> [YOUR ASSIGNMENT]: How many lines in the items below contain the string "clicks", matching case exactly? Reply with the number only.

> [PROVIDED DATA]:
_ _ _ _ _ _ _
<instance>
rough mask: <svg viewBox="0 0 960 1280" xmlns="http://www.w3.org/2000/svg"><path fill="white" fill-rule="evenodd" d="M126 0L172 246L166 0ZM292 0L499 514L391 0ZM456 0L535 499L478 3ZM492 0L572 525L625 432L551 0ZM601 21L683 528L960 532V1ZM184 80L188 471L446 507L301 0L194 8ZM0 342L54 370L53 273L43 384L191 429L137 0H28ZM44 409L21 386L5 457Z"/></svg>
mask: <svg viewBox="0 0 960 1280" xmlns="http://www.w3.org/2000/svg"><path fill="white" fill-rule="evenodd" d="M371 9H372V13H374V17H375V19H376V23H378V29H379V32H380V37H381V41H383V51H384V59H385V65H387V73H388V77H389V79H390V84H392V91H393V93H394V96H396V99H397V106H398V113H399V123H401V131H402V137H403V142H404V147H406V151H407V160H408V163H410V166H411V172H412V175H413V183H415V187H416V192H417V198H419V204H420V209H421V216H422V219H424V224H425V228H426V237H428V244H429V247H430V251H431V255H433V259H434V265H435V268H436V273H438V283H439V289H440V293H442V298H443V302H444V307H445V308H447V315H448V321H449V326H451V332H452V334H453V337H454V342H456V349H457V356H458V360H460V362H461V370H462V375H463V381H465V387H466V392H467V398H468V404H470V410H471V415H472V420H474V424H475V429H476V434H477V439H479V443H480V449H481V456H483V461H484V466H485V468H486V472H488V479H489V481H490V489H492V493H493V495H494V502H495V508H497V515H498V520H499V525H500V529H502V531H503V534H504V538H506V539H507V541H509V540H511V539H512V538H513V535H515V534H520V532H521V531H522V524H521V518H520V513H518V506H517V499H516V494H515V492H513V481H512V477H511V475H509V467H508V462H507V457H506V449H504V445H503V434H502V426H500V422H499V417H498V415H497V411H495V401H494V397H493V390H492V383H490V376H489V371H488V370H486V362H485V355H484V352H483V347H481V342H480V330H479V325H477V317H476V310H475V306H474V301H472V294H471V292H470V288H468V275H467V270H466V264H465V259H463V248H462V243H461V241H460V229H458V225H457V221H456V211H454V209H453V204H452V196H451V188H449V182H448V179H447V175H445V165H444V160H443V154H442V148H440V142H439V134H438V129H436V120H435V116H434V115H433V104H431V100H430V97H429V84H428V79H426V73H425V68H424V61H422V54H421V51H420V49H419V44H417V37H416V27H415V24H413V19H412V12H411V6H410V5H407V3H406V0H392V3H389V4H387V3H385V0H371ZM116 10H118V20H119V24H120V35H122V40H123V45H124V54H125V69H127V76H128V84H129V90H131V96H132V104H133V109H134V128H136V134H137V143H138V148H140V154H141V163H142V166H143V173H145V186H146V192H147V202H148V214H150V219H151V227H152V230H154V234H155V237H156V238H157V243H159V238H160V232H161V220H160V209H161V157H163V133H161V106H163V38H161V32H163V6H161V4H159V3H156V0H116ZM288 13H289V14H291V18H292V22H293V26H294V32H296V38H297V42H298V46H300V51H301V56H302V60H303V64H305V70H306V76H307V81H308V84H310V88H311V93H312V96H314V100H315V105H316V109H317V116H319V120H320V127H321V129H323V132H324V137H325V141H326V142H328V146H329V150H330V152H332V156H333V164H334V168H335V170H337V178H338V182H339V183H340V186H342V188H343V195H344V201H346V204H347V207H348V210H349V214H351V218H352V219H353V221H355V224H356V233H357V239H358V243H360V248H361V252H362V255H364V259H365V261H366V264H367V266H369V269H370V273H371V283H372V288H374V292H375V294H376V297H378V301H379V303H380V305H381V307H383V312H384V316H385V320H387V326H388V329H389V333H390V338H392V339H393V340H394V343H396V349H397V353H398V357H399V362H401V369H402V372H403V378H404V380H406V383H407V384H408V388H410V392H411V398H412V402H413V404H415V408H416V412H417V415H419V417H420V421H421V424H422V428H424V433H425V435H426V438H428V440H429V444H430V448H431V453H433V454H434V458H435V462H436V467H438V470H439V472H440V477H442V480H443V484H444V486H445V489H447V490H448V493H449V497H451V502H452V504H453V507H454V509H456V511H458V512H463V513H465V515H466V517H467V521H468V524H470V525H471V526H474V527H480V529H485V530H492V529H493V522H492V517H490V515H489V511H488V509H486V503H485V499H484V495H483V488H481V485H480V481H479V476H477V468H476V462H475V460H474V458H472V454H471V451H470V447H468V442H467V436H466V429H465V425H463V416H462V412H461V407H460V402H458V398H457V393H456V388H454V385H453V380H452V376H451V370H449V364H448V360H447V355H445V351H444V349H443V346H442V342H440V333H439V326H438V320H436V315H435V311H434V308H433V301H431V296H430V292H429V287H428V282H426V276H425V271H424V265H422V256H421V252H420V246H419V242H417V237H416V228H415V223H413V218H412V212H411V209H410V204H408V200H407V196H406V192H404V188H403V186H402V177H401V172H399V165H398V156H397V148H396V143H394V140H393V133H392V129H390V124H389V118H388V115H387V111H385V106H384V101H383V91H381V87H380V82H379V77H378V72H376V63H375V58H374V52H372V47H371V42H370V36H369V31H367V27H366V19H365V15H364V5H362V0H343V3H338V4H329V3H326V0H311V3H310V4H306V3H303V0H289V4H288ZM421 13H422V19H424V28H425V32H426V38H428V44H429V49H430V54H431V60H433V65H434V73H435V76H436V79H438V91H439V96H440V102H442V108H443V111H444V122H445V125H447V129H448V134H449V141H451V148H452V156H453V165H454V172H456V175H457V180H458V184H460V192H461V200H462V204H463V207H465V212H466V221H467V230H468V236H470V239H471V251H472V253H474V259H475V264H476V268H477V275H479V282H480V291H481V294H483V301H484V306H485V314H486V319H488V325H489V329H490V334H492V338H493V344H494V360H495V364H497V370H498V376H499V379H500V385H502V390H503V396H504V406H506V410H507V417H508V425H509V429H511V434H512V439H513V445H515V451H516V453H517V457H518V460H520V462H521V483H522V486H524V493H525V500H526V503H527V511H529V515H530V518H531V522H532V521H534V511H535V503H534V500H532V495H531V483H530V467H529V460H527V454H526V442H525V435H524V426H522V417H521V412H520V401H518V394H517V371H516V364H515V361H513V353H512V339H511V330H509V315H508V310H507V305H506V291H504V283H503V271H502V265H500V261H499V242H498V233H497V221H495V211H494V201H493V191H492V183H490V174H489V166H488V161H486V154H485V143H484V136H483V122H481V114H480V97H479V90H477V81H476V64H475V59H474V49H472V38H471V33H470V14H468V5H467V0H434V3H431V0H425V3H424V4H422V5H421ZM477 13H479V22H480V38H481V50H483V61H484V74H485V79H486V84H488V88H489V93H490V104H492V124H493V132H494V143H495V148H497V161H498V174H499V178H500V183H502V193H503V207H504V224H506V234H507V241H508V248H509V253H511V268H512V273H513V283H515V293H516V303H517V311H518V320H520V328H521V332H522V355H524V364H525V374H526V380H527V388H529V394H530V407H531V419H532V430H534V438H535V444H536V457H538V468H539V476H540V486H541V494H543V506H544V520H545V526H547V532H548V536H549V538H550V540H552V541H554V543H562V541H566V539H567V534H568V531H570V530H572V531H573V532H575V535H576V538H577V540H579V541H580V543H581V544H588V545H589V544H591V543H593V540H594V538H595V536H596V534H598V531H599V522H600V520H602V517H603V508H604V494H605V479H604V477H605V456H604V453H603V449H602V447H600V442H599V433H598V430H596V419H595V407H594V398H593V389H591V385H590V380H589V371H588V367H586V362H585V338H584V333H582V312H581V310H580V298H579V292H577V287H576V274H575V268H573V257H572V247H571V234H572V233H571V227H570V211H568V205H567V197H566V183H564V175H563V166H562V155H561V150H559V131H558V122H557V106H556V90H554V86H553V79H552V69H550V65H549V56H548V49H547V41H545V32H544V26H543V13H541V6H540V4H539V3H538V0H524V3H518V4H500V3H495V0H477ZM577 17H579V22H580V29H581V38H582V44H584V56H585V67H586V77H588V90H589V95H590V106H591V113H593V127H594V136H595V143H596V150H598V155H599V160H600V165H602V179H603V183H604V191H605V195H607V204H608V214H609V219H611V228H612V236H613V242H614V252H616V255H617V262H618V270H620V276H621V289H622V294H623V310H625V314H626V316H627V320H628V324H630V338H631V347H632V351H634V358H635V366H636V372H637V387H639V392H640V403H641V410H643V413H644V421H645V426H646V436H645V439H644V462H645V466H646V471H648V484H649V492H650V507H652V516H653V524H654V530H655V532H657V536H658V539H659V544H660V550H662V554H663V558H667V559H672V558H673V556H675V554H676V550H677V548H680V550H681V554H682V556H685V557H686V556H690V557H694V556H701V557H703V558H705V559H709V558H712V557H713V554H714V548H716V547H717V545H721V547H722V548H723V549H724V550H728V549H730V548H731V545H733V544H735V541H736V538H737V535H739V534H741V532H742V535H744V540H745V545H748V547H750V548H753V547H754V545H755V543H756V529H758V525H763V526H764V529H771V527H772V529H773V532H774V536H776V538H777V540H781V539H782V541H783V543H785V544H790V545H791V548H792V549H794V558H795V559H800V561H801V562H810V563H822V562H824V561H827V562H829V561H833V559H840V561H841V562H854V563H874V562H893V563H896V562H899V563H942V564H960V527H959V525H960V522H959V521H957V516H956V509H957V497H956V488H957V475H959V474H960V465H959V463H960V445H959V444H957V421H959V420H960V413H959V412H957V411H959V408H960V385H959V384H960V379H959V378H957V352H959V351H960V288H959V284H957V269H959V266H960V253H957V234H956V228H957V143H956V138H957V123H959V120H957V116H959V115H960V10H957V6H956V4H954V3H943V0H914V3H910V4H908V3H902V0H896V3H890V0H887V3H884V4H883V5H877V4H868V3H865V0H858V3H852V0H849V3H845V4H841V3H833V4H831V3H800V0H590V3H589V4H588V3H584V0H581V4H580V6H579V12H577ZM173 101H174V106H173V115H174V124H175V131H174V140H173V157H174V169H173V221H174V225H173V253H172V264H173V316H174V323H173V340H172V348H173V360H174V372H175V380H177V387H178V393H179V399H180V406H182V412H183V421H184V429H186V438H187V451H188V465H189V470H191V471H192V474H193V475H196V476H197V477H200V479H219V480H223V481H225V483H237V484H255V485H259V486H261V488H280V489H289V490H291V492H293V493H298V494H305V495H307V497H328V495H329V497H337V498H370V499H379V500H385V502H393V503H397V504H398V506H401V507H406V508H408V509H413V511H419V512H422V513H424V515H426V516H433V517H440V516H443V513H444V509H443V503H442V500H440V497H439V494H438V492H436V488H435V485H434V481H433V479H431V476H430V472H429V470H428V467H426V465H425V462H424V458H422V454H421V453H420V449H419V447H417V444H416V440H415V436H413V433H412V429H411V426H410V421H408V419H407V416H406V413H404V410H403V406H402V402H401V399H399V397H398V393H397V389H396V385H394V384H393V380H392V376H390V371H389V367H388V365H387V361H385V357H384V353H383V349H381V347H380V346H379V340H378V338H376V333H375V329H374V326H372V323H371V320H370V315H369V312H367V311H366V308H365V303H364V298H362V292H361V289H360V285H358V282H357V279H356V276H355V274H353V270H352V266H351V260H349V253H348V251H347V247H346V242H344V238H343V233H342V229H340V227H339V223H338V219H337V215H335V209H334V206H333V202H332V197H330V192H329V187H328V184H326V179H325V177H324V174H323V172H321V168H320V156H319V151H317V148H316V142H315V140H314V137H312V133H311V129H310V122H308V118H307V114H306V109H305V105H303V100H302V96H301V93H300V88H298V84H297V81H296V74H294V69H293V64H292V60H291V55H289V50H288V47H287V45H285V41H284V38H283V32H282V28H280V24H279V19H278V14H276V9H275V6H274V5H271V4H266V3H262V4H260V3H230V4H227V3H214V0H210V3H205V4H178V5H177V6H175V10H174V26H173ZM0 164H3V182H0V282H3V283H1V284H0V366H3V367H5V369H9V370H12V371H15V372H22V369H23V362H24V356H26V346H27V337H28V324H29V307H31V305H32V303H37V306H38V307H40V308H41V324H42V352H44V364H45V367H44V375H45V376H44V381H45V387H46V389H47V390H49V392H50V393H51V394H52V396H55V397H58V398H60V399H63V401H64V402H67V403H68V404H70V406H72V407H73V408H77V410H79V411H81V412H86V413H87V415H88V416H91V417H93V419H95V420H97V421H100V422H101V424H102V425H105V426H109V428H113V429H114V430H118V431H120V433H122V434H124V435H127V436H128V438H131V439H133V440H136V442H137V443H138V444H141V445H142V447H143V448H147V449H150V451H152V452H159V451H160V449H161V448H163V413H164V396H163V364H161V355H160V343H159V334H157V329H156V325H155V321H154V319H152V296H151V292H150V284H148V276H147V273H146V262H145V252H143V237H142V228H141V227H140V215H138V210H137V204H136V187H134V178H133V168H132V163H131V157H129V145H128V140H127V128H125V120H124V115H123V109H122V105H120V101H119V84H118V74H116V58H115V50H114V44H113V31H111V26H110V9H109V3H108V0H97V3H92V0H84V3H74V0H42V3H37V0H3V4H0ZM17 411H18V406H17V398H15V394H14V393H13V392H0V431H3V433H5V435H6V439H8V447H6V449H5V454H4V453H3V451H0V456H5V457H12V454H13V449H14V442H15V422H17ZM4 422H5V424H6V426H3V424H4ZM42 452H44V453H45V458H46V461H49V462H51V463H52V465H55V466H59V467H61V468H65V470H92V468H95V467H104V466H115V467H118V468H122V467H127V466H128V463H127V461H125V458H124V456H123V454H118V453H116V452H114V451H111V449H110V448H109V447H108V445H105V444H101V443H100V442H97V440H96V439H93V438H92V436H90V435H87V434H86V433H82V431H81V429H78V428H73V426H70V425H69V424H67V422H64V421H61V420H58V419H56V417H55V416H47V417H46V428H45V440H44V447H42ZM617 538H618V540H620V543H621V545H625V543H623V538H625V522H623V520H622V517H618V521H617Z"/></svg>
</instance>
_ _ _ _ _ _ _
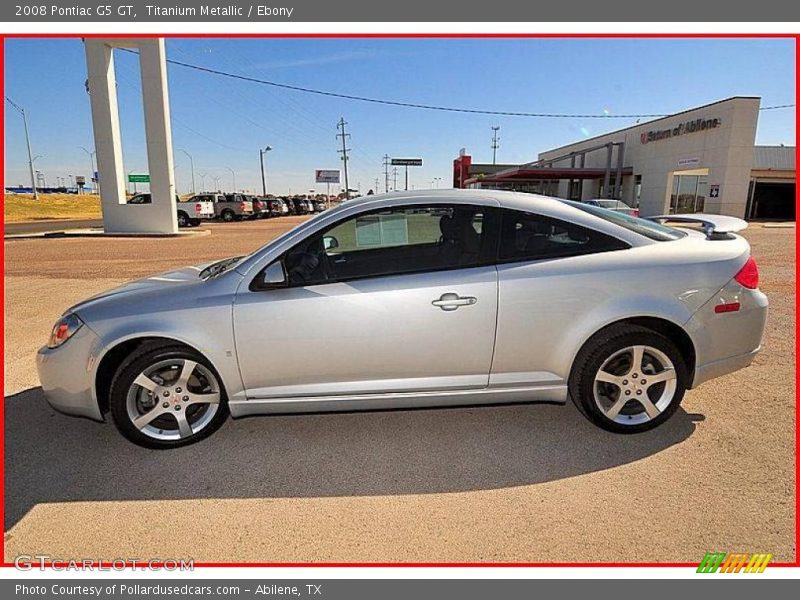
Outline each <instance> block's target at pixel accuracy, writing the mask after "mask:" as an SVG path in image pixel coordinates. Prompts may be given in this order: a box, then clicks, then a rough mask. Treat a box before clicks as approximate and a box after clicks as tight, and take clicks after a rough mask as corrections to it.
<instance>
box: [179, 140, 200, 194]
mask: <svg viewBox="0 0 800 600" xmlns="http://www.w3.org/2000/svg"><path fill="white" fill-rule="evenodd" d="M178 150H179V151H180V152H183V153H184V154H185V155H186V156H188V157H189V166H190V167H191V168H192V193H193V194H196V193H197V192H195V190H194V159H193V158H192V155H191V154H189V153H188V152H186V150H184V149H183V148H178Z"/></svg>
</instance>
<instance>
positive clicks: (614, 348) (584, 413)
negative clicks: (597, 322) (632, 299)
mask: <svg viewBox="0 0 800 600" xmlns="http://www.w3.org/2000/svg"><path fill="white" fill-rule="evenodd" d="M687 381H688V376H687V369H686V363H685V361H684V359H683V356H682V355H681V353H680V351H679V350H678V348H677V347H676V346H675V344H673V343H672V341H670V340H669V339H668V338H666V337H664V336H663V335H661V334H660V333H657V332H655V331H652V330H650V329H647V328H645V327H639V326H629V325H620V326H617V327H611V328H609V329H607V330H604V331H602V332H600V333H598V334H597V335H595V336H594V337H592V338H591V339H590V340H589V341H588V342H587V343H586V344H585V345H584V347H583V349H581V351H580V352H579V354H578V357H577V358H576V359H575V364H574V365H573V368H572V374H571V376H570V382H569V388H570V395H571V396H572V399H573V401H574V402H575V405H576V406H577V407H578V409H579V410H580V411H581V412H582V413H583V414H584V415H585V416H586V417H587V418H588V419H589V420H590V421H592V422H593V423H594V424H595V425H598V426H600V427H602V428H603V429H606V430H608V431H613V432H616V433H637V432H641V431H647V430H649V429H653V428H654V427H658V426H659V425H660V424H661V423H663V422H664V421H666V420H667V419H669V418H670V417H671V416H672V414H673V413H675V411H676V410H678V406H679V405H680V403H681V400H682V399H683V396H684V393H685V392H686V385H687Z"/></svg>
_ _ _ _ _ _ _
> [RESPONSE AREA]: 3